Problem requirements
Rewrite the data below, substituting "place a marker" for every occurrence of "drop a dot" and leaving everything else unchanged. Omit the pictures from your answer.

Excerpts from point annotation data
>> begin
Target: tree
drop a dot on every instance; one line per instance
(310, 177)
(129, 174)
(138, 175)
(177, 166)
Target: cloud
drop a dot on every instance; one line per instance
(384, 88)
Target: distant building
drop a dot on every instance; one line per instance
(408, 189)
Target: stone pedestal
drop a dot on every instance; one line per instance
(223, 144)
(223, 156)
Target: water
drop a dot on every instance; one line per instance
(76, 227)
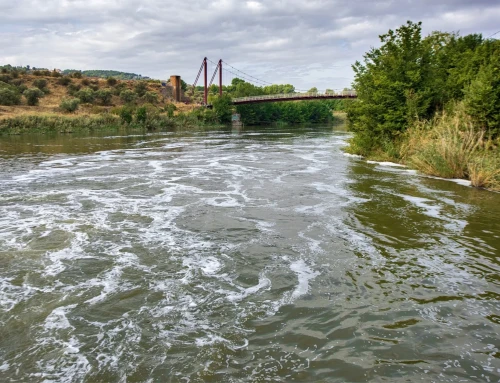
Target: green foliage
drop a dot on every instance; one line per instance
(33, 95)
(128, 96)
(120, 87)
(86, 95)
(141, 88)
(170, 109)
(151, 97)
(41, 84)
(69, 104)
(5, 78)
(409, 78)
(73, 89)
(104, 96)
(64, 81)
(9, 95)
(141, 115)
(223, 108)
(126, 115)
(287, 112)
(108, 73)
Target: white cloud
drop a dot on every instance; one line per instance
(307, 43)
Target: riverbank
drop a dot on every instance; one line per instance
(448, 146)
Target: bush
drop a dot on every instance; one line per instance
(105, 96)
(73, 88)
(40, 83)
(86, 95)
(126, 115)
(141, 115)
(5, 78)
(128, 96)
(64, 81)
(170, 109)
(69, 104)
(9, 96)
(120, 87)
(33, 95)
(141, 88)
(151, 97)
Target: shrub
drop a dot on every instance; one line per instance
(73, 88)
(151, 97)
(170, 109)
(40, 83)
(64, 81)
(126, 115)
(120, 87)
(128, 96)
(86, 95)
(105, 96)
(9, 96)
(69, 104)
(141, 88)
(5, 78)
(33, 95)
(141, 115)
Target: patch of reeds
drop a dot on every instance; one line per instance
(451, 146)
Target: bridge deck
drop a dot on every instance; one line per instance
(293, 97)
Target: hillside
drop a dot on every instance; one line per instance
(107, 73)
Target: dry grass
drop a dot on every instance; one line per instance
(50, 103)
(450, 146)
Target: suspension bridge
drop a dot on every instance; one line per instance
(220, 69)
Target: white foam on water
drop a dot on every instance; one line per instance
(304, 275)
(57, 318)
(386, 163)
(264, 284)
(352, 155)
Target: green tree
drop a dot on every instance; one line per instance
(33, 95)
(69, 104)
(86, 95)
(141, 88)
(104, 95)
(151, 97)
(128, 96)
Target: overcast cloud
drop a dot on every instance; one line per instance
(306, 43)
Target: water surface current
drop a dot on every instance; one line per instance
(254, 255)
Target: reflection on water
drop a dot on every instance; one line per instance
(224, 256)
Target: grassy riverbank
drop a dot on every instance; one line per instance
(432, 103)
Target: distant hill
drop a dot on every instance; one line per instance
(108, 73)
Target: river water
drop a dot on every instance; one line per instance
(258, 255)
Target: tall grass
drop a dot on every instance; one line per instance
(451, 146)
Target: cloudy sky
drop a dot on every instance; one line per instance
(304, 42)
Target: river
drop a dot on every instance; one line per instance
(254, 255)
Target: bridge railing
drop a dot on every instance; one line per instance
(342, 93)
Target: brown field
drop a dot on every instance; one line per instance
(49, 104)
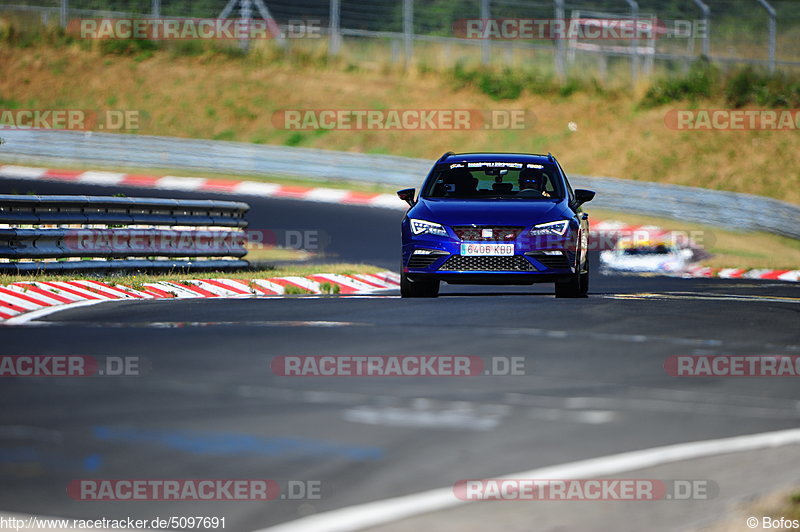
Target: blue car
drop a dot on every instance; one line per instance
(495, 218)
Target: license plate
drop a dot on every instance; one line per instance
(487, 250)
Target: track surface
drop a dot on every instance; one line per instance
(209, 407)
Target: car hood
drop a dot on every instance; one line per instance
(490, 212)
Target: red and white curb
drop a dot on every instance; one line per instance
(332, 195)
(201, 184)
(620, 229)
(19, 300)
(740, 273)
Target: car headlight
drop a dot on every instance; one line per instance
(419, 227)
(550, 228)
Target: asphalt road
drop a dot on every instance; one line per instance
(209, 406)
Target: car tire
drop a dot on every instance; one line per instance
(409, 288)
(576, 286)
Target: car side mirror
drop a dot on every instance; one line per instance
(407, 195)
(582, 196)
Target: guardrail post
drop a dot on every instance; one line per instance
(486, 44)
(408, 30)
(246, 18)
(772, 30)
(561, 71)
(707, 23)
(334, 38)
(635, 43)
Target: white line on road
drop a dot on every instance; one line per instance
(388, 510)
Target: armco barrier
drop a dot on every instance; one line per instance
(113, 233)
(723, 209)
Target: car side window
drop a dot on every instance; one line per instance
(566, 181)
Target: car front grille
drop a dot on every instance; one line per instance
(513, 263)
(553, 262)
(500, 233)
(423, 261)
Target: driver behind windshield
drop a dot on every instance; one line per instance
(533, 179)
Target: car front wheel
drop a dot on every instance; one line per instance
(576, 286)
(409, 288)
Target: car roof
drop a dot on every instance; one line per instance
(496, 157)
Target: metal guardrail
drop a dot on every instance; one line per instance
(123, 233)
(711, 207)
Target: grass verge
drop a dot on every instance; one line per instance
(137, 280)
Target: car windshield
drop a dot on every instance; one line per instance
(524, 181)
(659, 249)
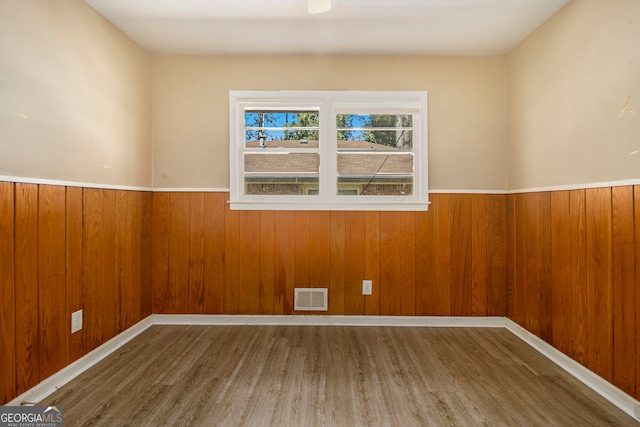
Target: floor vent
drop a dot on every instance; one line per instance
(310, 299)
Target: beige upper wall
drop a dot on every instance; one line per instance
(567, 87)
(74, 96)
(466, 110)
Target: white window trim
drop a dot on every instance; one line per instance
(329, 103)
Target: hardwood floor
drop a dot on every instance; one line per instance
(330, 375)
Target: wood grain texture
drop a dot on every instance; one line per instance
(126, 226)
(636, 199)
(214, 249)
(599, 286)
(73, 266)
(267, 265)
(372, 261)
(391, 255)
(160, 252)
(479, 246)
(354, 255)
(26, 286)
(195, 287)
(7, 294)
(461, 255)
(52, 319)
(275, 376)
(249, 263)
(179, 256)
(497, 259)
(624, 290)
(442, 211)
(425, 261)
(341, 273)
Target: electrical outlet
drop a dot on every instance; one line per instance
(76, 321)
(367, 287)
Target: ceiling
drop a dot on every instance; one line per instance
(351, 27)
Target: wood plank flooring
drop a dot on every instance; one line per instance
(329, 376)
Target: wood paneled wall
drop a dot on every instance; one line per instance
(63, 249)
(450, 260)
(574, 276)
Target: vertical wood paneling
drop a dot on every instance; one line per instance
(425, 261)
(232, 255)
(73, 266)
(578, 274)
(26, 285)
(301, 256)
(124, 251)
(407, 276)
(146, 254)
(160, 252)
(512, 256)
(479, 220)
(7, 294)
(520, 260)
(461, 255)
(561, 245)
(636, 199)
(73, 249)
(391, 253)
(285, 250)
(543, 265)
(249, 262)
(531, 276)
(372, 261)
(339, 257)
(624, 290)
(196, 254)
(442, 208)
(92, 274)
(320, 250)
(496, 286)
(267, 262)
(599, 292)
(110, 288)
(53, 327)
(355, 260)
(179, 252)
(214, 247)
>> end
Worked answer
Target: tree
place a marker on every instance; one line per instance
(310, 177)
(129, 174)
(138, 175)
(177, 166)
Target: cloud
place a marker on every instance; one line per instance
(384, 88)
Target: distant building
place a marker on every instance; one line per instance
(408, 189)
Target: stone pedestal
place a marker on every instance; one line per instance
(223, 144)
(223, 156)
Target: water
place a marker on every instance; one line per instance
(76, 227)
Target: green foliage
place a marker on every instance; one line per instance
(33, 95)
(128, 96)
(120, 87)
(86, 95)
(141, 88)
(170, 109)
(151, 97)
(41, 84)
(69, 104)
(5, 78)
(409, 78)
(73, 89)
(104, 96)
(64, 81)
(9, 95)
(141, 115)
(223, 108)
(126, 115)
(287, 112)
(108, 73)
Target: white cloud
place a marker on every instance; one line per instance
(307, 43)
Target: riverbank
place a marker on every instance; one line per instance
(448, 146)
Target: bush
place a marker on every instance; one line per instance
(105, 96)
(73, 88)
(40, 83)
(86, 95)
(126, 115)
(141, 115)
(5, 78)
(128, 96)
(64, 81)
(170, 109)
(69, 104)
(9, 96)
(120, 87)
(33, 95)
(141, 88)
(151, 97)
Target: shrub
place a marker on every instance; one line per instance
(73, 88)
(151, 97)
(170, 109)
(40, 83)
(64, 81)
(126, 115)
(120, 87)
(128, 96)
(86, 95)
(105, 96)
(9, 96)
(69, 104)
(141, 88)
(5, 78)
(33, 95)
(141, 115)
Target: patch of reeds
place a marker on every instance; one line per instance
(451, 146)
Target: bridge deck
place a marker on every instance; one line per instance
(293, 97)
Target: hillside
place a marker on every instance; one line per instance
(107, 73)
Target: dry grass
place a marker on every instance; one line per instance
(50, 103)
(450, 146)
Target: suspension bridge
place a marker on every instance; one line per instance
(220, 69)
Target: white foam on water
place a marker on every instance; one line per instance
(304, 275)
(57, 318)
(386, 163)
(264, 284)
(352, 155)
Target: green tree
place a marker on every instance; one line per instance
(33, 95)
(69, 104)
(86, 95)
(141, 88)
(104, 95)
(151, 97)
(128, 96)
Target: overcast cloud
place a marker on every instance; one line per instance
(306, 43)
Target: water surface current
place a marker on every instance; one line per instance
(254, 255)
Target: reflection on water
place a marker on every instance; one line per instance
(224, 256)
Target: grassy riverbank
place a marker on every instance; one line per instance
(432, 103)
Target: distant hill
place a marker on every instance; one line per instance
(108, 73)
Target: river water
place a marker on every instance; one line per instance
(258, 255)
Target: tall grass
place a marker on every instance; one line per instance
(451, 146)
Target: cloudy sky
place a marker on every instance; one line per instance
(304, 42)
Target: river
place a marker on every instance; one line per instance
(254, 255)
Target: bridge railing
place a marker on every instance; one line per instance
(342, 93)
Target: brown field
place a marker on every instance; one line per instance
(49, 104)
Target: blue car
place a marker on every instance; one line per instance
(495, 218)
Target: license plate
place a marker on every instance; one line per instance
(487, 250)
Target: track surface
place a marker on every instance; one line per instance
(209, 407)
Target: car hood
place a marker on every instance; one line per instance
(490, 212)
Target: red and white curb
place a marker on every instance; one line per instance
(332, 195)
(201, 184)
(620, 229)
(19, 300)
(740, 273)
Target: car headlight
place a marker on every instance; one line per instance
(419, 227)
(550, 228)
Target: asphalt road
place a marker on every instance; one line per instance
(209, 406)
Target: car tire
place a marker on every instance; one line per instance
(409, 288)
(576, 286)
Target: car side mirror
place a marker on every instance; one line per instance
(407, 195)
(582, 196)
Target: guardrail post
place a marker on every instance; one line per instance
(486, 44)
(408, 30)
(246, 18)
(772, 30)
(561, 71)
(707, 23)
(334, 38)
(635, 43)
Target: white line on road
place a marker on every instance; one line per instance
(388, 510)
Target: armco barrier
place a marker on every instance; one line per instance
(113, 233)
(723, 209)
Target: car side window
place a marker on every instance; one line per instance
(566, 181)
Target: car front grille
place a marker on every instance; one line per instance
(513, 263)
(553, 262)
(500, 233)
(423, 261)
Target: driver behind windshield
place a marker on every instance; one line per instance
(533, 179)
Target: car front wheel
place a marker on every instance; one line per instance
(576, 286)
(409, 288)
Target: car roof
place a marker on every instance; one line per instance
(496, 157)
Target: metal guardrail
place a marker on every instance; one line per instance
(123, 233)
(711, 207)
Target: grass verge
place a marker on every instance; one line per instance
(137, 280)
Target: car windshield
place a marker on every instance; one line per instance
(524, 181)
(659, 249)
Target: floor vent
place a marker on every instance; one line per instance
(310, 299)
Target: beige upper wall
place a marker on every instance; one line per instance
(567, 87)
(74, 96)
(466, 110)
Target: white window trim
place a marker on every instance; one line per instance
(329, 103)
Target: hardwood floor
place a marker on every instance; one line per instance
(330, 375)
Target: wood grain texture
place a marker on every instance; one line per instance
(126, 226)
(636, 199)
(214, 249)
(599, 286)
(73, 266)
(267, 265)
(372, 261)
(391, 255)
(160, 252)
(479, 246)
(354, 255)
(26, 286)
(195, 287)
(7, 294)
(461, 255)
(52, 319)
(275, 376)
(249, 263)
(179, 256)
(497, 259)
(624, 290)
(442, 211)
(425, 261)
(341, 273)
Target: electrical outlet
place a marker on every instance; one line per instance
(76, 321)
(367, 287)
Target: ceiling
place a marker on every instance; one line per instance
(351, 27)
Target: wood plank flooring
place a marker on every instance; one line per instance
(329, 376)
Target: wood paneled wall
place a marker on every instance; one line per instance
(63, 249)
(450, 260)
(574, 276)
Target: vertical wood paneling
place a marker on every instance; one line per instance
(425, 261)
(232, 255)
(73, 266)
(578, 274)
(26, 285)
(301, 256)
(124, 251)
(407, 276)
(146, 254)
(160, 252)
(512, 256)
(479, 220)
(7, 294)
(520, 260)
(461, 255)
(561, 245)
(636, 199)
(73, 249)
(391, 253)
(285, 250)
(543, 265)
(249, 262)
(531, 276)
(372, 261)
(339, 257)
(624, 290)
(196, 254)
(442, 208)
(92, 274)
(320, 250)
(496, 286)
(267, 262)
(599, 292)
(110, 288)
(53, 327)
(355, 260)
(179, 252)
(214, 247)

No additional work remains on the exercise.